EXCERPT PROVIDED Start Marker

Two non-ideal batteries are connected in series. Consider the following statements:
(A) The equivalent emf is larger than either of the two emfs.
(B) The equivalent internal resistance is smaller than either of the two internal resistances

A
Each of A and B is correct

B
A is correct but B is wrong

C
B is correct but A is wrong

D
Each of A and B is wrong

Solution

When two non-ideal batteries are connected in series, their equivalent emf is
$$E_{eq} = E_1 + E_2$$
Hence, the equivalent emf is larger than either of the two emfs.
Also, their equivalent internal resistance is
$$r_{eq} = r_1 + r_2$$
Hence, the equivalent resistance is larger than either of the two internal resistances.
Therefore, statement A is correct but B is wrong.
Question 2
1 / -0

Consider the following two statements:
(A) Kirchhoff's Junction Law follows from conservation of charge.
(B) Kirchhoff's Loop Law follows from conservative nature of electric field.

A
Both A and B are correct

B
A is correct but B is wrong

C
A is correct but A is wrong

D
Both A and B are wrong

Solution

Kirchhoff's Junction law states that total current(charge) entering the junction is equal to total current(charge) leaving the junction hence, total charge across junction remains conserved.
Also, Kirchhoff's loop law states that the directed sum of the electrical potential differences (voltage) around any closed network is zero or the sum of the emfs in any closed loop is equivalent to the sum of the potential drops in that loop.
Question 3
1 / -0

A uniform wire of resistance $$50\Omega$$ is cut into 5 equal parts. These parts are now connected in parallel. The equivalent resistance of the combination is

A
$$2\Omega$$

B
$$10\Omega$$

C
$$250\Omega$$

D
$$6250\Omega$$

Solution

Here, a uniform wire of resistance $$50 \Omega$$ is cut into $$5$$ equal parts. Hence, resistance of each part is
$$r = \dfrac{R}{n} $$
$$ \Rightarrow r = \dfrac{50}{5} $$
$$ \Rightarrow r= 10\ \Omega$$
Now, the parts are connected in parallel, the equivalent resistance of the combination is
$$\dfrac{1}{R_{eq}} = \dfrac{1}{10} + \dfrac{1}{10} + \dfrac{1}{10} + \dfrac{1}{10} + \dfrac{1}{10}$$
$$\dfrac{1}{R_{eq}} = \dfrac{5}{10} = \dfrac{1}{2}$$
$$R_{eq} = 2\Omega$$
Question 4
1 / -0

The two cells are connected in series, in a potentiometer experiment, in such a way so as to support each other and to oppose each other. The balancing lengths in two conditions are obtained as 150 cm and 50 cm respectively. The ratio of emf's of two cells will be

A
1:2

B
2:1

C
1:4

D
4:1

Solution

Let, $$E_1$$ and $$E_2$$ be the emf's of two cells, $$l_1$$ and $$l_2$$ be
the balancing lengths obtained for two cells respectively.

EXCERPT PROVIDED End Marker
DATA UNDER STUDY Start Marker

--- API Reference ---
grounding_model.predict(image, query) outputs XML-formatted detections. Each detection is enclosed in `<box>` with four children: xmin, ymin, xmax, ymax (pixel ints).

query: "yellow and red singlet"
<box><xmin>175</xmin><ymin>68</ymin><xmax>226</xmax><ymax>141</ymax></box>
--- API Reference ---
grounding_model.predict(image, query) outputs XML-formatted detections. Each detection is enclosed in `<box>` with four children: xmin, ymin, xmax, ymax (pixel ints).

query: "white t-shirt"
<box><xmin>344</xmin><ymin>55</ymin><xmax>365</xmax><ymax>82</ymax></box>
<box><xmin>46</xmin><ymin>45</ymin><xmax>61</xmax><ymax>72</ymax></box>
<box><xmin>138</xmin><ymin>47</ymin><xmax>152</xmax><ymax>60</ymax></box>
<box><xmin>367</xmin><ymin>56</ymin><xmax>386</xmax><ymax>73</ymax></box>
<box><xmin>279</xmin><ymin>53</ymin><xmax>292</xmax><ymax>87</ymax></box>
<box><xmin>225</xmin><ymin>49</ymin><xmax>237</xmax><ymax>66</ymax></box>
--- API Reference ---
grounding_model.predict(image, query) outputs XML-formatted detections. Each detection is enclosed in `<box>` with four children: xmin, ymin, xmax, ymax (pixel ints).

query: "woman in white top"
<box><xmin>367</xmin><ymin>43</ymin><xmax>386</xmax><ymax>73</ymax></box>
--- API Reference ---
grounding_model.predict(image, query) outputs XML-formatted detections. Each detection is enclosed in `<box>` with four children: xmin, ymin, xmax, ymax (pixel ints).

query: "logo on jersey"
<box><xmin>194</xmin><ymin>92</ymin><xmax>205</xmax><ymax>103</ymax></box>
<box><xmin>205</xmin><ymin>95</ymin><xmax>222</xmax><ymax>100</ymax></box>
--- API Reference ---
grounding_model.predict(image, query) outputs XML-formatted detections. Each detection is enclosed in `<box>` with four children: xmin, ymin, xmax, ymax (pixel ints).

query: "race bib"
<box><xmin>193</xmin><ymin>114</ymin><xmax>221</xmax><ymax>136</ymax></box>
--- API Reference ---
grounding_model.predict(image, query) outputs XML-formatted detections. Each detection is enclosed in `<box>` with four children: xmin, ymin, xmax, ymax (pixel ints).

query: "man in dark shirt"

DATA UNDER STUDY End Marker

» EXPLORE THE MATERIAL
(1) List the four answer choices offered for Question 4 in the physics quiz excerpt.
(2) Swap "closed network" for "closed circuit" in the physics quiz excerpt and write out the passage starting with "Also, Kirchhoff's loop" and going on through "in that loop.".
None of the rows is needed here.

» SOLVED PROBLEMS
(1) 1:2, 2:1, 1:4, 4:1

(2)
Also, Kirchhoff's loop law states that the directed sum of the electrical potential differences (voltage) around any closed circuit is zero or the sum of the emfs in any closed loop is equivalent to the sum of the potential drops in that loop.